>> Start DATASET EXTRACT
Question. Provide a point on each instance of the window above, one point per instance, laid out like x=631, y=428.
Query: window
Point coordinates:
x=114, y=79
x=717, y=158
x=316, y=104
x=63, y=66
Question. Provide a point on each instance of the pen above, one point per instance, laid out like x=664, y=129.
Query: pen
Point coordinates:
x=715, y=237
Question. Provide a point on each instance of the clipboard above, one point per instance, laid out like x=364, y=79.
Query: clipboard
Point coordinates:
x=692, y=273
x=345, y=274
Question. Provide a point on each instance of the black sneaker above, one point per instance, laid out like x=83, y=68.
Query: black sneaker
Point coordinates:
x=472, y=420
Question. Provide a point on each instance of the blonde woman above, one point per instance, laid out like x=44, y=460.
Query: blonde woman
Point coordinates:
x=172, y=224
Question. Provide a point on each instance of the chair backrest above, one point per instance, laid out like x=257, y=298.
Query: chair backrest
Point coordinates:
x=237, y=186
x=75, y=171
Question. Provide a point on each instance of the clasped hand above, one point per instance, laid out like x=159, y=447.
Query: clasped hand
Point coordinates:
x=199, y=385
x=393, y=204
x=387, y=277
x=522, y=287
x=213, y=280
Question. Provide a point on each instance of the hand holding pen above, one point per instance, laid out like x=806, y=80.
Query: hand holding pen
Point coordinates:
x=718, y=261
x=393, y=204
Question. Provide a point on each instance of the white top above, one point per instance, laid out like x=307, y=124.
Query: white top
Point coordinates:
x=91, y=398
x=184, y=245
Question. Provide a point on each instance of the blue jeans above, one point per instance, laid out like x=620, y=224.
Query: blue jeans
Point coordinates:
>> End DATASET EXTRACT
GIVEN PROBLEM: Please reproduce the entries starting at the line that has "Question. Provide a point on each instance of the clipboard" and ending after the line that has "x=75, y=171", swapping "laid out like" for "formatted like" and leaving everything else unchanged.

RESPONSE FOR THIS EXERCISE:
Question. Provide a point on each instance of the clipboard above, one point per instance, formatted like x=364, y=79.
Query: clipboard
Point coordinates:
x=692, y=273
x=345, y=274
Question. Provide a point on each instance of the black sneaker above, one point per instance, formatted like x=83, y=68.
Query: black sneaker
Point coordinates:
x=472, y=420
Question. Provide a point on each instance of the blonde woman above, one point per instance, formatted like x=44, y=460.
Query: blonde woman
Point coordinates:
x=172, y=224
Question. Provide a point on each instance of the chair backrest above, one point per instance, formatted like x=257, y=298.
Query: chair backrest
Point coordinates:
x=237, y=186
x=75, y=171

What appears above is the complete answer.